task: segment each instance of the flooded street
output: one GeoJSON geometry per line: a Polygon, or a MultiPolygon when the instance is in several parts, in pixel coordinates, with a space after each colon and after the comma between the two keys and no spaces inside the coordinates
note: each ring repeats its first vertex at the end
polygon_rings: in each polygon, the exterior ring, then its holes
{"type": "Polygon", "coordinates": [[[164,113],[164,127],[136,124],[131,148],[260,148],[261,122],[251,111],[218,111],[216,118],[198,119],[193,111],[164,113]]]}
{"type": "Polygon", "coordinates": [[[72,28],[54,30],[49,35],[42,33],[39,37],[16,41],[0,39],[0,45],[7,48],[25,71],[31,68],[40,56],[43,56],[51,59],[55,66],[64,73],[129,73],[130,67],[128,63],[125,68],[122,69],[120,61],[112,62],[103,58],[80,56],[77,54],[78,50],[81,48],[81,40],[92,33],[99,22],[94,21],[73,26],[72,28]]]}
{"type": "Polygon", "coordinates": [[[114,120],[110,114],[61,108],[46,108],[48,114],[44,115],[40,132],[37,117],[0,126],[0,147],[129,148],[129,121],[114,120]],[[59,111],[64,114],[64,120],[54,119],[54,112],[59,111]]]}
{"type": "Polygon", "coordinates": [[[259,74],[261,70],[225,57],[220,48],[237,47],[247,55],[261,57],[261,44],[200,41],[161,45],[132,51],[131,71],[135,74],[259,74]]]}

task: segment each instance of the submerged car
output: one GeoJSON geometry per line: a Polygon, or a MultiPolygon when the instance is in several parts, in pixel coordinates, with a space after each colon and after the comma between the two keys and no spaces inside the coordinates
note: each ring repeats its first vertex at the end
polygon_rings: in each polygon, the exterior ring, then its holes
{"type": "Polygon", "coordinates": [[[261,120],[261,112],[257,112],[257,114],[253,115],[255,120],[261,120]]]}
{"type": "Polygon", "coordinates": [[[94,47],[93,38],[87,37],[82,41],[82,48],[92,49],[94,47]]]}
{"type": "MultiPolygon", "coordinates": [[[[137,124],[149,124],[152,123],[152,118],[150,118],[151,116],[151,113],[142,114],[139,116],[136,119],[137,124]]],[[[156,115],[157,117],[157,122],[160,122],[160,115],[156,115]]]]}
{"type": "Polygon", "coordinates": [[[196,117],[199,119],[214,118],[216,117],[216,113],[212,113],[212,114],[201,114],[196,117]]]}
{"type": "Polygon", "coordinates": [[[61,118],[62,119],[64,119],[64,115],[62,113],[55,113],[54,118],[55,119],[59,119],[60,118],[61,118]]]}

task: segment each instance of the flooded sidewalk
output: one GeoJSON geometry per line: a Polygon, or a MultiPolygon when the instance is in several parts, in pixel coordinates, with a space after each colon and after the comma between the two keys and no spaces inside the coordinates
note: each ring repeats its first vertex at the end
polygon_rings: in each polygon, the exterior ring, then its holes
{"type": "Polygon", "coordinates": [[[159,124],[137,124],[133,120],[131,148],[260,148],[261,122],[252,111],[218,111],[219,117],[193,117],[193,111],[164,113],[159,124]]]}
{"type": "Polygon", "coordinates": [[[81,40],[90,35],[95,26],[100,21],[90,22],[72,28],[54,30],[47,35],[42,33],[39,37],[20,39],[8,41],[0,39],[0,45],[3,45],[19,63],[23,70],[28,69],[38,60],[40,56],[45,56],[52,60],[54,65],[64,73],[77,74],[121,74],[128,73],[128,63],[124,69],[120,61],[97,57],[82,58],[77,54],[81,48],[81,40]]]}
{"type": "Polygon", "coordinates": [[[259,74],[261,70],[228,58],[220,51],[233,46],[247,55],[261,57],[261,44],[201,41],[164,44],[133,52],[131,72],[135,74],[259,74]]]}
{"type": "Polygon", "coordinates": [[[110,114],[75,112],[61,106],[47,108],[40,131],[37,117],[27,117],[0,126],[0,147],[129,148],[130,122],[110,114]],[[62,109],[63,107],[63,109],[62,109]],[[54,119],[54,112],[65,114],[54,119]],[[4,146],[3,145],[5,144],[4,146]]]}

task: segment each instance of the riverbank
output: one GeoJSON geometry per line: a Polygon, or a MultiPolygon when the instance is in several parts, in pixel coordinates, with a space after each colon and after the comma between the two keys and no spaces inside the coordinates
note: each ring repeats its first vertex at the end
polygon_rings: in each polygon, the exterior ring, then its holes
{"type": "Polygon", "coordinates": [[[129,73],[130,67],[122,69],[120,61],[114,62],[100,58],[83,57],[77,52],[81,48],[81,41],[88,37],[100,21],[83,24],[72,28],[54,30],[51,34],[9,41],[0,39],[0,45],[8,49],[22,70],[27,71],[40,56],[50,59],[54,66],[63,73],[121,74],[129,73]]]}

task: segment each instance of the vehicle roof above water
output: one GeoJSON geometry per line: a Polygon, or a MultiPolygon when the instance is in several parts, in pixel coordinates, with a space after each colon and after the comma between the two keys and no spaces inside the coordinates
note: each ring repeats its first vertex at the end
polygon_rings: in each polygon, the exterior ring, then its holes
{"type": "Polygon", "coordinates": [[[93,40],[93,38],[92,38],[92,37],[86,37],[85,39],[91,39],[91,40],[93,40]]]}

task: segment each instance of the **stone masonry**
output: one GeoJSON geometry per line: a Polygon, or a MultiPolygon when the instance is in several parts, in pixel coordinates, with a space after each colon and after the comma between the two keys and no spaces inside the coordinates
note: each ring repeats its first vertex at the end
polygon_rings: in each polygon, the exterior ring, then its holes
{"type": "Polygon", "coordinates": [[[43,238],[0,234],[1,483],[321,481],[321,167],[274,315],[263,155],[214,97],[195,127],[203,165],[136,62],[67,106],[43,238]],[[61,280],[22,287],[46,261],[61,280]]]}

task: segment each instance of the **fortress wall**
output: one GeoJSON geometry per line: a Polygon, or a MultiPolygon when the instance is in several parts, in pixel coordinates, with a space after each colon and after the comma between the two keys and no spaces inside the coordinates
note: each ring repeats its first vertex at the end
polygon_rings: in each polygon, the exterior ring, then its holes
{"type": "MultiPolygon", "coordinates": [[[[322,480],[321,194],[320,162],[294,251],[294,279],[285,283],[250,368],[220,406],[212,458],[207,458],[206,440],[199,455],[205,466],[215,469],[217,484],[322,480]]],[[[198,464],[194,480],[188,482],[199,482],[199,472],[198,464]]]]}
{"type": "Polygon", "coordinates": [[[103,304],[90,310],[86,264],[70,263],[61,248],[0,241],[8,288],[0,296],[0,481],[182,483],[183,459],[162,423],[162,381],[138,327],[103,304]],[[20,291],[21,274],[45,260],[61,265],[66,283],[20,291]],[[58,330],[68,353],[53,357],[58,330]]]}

+===+

Here, the records must be output exactly and in full.

task: segment each instance of the flooded street
output: one GeoJSON geometry per line: a Polygon, or a MultiPolygon when the instance is in several parts, in pixel coordinates, with a space after each colon and after the comma between the two keys and no spaces inside the coordinates
note: each ring repeats its first vertex at the end
polygon_rings: in each polygon, the exterior ring, then its holes
{"type": "Polygon", "coordinates": [[[164,113],[164,127],[136,124],[131,148],[260,148],[261,122],[251,111],[218,111],[216,118],[198,119],[193,111],[164,113]]]}
{"type": "Polygon", "coordinates": [[[72,28],[54,30],[49,35],[42,33],[39,37],[16,41],[0,39],[0,45],[7,48],[25,71],[31,68],[40,56],[43,56],[51,59],[55,66],[64,73],[129,73],[130,67],[128,63],[125,68],[122,69],[120,61],[112,62],[103,58],[80,56],[77,54],[78,50],[81,48],[81,40],[92,33],[99,22],[94,21],[73,26],[72,28]]]}
{"type": "Polygon", "coordinates": [[[114,120],[110,114],[61,108],[46,108],[48,114],[44,115],[40,132],[37,117],[0,126],[0,147],[129,148],[129,121],[114,120]],[[59,111],[64,114],[64,120],[54,119],[54,112],[59,111]]]}
{"type": "Polygon", "coordinates": [[[259,74],[261,70],[225,57],[220,48],[237,47],[247,55],[261,57],[261,44],[200,41],[161,45],[132,51],[131,71],[135,74],[259,74]]]}

task: segment each instance of the submerged car
output: one GeoJSON geometry per line: a Polygon, or a MultiPolygon when the instance is in several parts, in pixel coordinates, with a space after each colon and after the comma between the two keys and no spaces inside the coordinates
note: each ring repeats its first vertex at the end
polygon_rings: in each polygon, the exterior ring, then its holes
{"type": "Polygon", "coordinates": [[[261,120],[261,112],[257,112],[257,114],[253,115],[255,120],[261,120]]]}
{"type": "Polygon", "coordinates": [[[94,47],[93,38],[87,37],[82,41],[82,48],[92,49],[94,47]]]}
{"type": "MultiPolygon", "coordinates": [[[[137,124],[149,124],[152,123],[152,118],[150,118],[151,116],[151,113],[142,114],[139,116],[136,119],[137,124]]],[[[156,115],[157,117],[157,122],[160,122],[160,115],[156,115]]]]}
{"type": "Polygon", "coordinates": [[[196,117],[199,119],[214,118],[216,117],[216,113],[212,113],[212,114],[201,114],[196,117]]]}
{"type": "Polygon", "coordinates": [[[61,118],[62,119],[64,119],[64,115],[62,113],[55,113],[54,118],[55,119],[59,119],[60,118],[61,118]]]}

task: segment each instance of the flooded sidewalk
output: one GeoJSON geometry per line: a Polygon, or a MultiPolygon when the instance is in several parts, in pixel coordinates, with a space after each colon and after the comma between the two keys and no spaces inside the coordinates
note: each ring repeats its first vertex at the end
polygon_rings: in each polygon, the exterior ring, then its holes
{"type": "Polygon", "coordinates": [[[159,124],[137,124],[133,120],[131,148],[260,148],[261,122],[252,111],[218,111],[219,117],[193,117],[193,111],[164,113],[159,124]]]}
{"type": "Polygon", "coordinates": [[[81,40],[90,35],[95,26],[100,21],[90,22],[72,28],[54,30],[47,35],[42,33],[39,37],[20,39],[8,41],[0,39],[0,45],[3,45],[19,63],[23,70],[28,69],[38,60],[40,56],[45,56],[52,60],[54,65],[64,73],[77,74],[121,74],[128,73],[128,63],[124,69],[120,61],[97,57],[82,58],[77,54],[81,48],[81,40]]]}
{"type": "Polygon", "coordinates": [[[259,74],[261,70],[228,58],[220,51],[233,46],[247,55],[261,57],[261,44],[201,41],[164,44],[133,52],[131,72],[135,74],[259,74]]]}
{"type": "Polygon", "coordinates": [[[110,114],[75,112],[61,106],[47,108],[40,131],[37,117],[27,117],[0,126],[0,147],[129,148],[130,122],[110,114]],[[62,109],[63,107],[63,109],[62,109]],[[54,119],[54,112],[65,114],[54,119]],[[4,146],[3,145],[5,144],[4,146]]]}

task: segment each instance of the riverbank
output: one GeoJSON geometry per line: a Polygon, or a MultiPolygon when the instance is in several parts, in pixel coordinates, with a space after each colon and after the comma between the two keys and no spaces inside the coordinates
note: each ring repeats its first vertex at the end
polygon_rings: in each polygon, the exterior ring, then its holes
{"type": "Polygon", "coordinates": [[[129,73],[130,67],[122,69],[120,61],[114,62],[100,58],[83,57],[77,52],[81,48],[81,41],[88,37],[100,21],[83,24],[72,28],[54,30],[51,34],[9,41],[0,39],[0,45],[8,49],[22,70],[27,71],[40,56],[50,59],[54,66],[63,73],[121,74],[129,73]]]}

task: segment each instance of the vehicle roof above water
output: one GeoJSON geometry per line: a Polygon, or a MultiPolygon when the instance is in several parts, in pixel coordinates, with a space after each colon and after the comma between the two keys and no spaces inside the coordinates
note: each ring repeats its first vertex at the end
polygon_rings: in each polygon, the exterior ring, then its holes
{"type": "Polygon", "coordinates": [[[93,40],[93,38],[92,38],[92,37],[86,37],[85,39],[91,39],[91,40],[93,40]]]}

task: segment each instance of the **stone masonry**
output: one GeoJSON geometry per line: a Polygon, or a MultiPolygon when the instance is in several parts, in pixel coordinates, with a space after each colon and after the comma between the two keys and no spaces inside the coordinates
note: each ring repeats its first vertex at the end
polygon_rings: in each polygon, the exterior ring, then its holes
{"type": "Polygon", "coordinates": [[[43,238],[0,234],[1,483],[321,481],[321,167],[274,315],[263,155],[214,97],[195,127],[203,165],[136,62],[67,106],[43,238]],[[61,280],[22,287],[46,261],[61,280]]]}

task: segment each instance of the **fortress wall**
output: one GeoJSON geometry per line: a Polygon, or a MultiPolygon when the instance is in several parts, in pixel coordinates, with a space after each colon and after the comma between the two keys and no spaces inside the coordinates
note: each ring repeats its first vertex at the end
polygon_rings: in each polygon, the exterior ring, then its holes
{"type": "MultiPolygon", "coordinates": [[[[322,480],[321,194],[320,162],[294,251],[294,279],[285,283],[250,368],[220,406],[212,458],[207,458],[206,440],[199,455],[205,466],[215,469],[217,484],[322,480]]],[[[198,464],[194,480],[188,482],[199,482],[199,472],[198,464]]]]}
{"type": "Polygon", "coordinates": [[[103,304],[90,310],[86,264],[70,263],[61,248],[0,241],[8,288],[0,296],[0,481],[182,483],[183,459],[162,423],[162,381],[138,327],[103,304]],[[20,291],[21,274],[45,260],[61,265],[66,283],[20,291]],[[58,330],[68,353],[53,357],[58,330]]]}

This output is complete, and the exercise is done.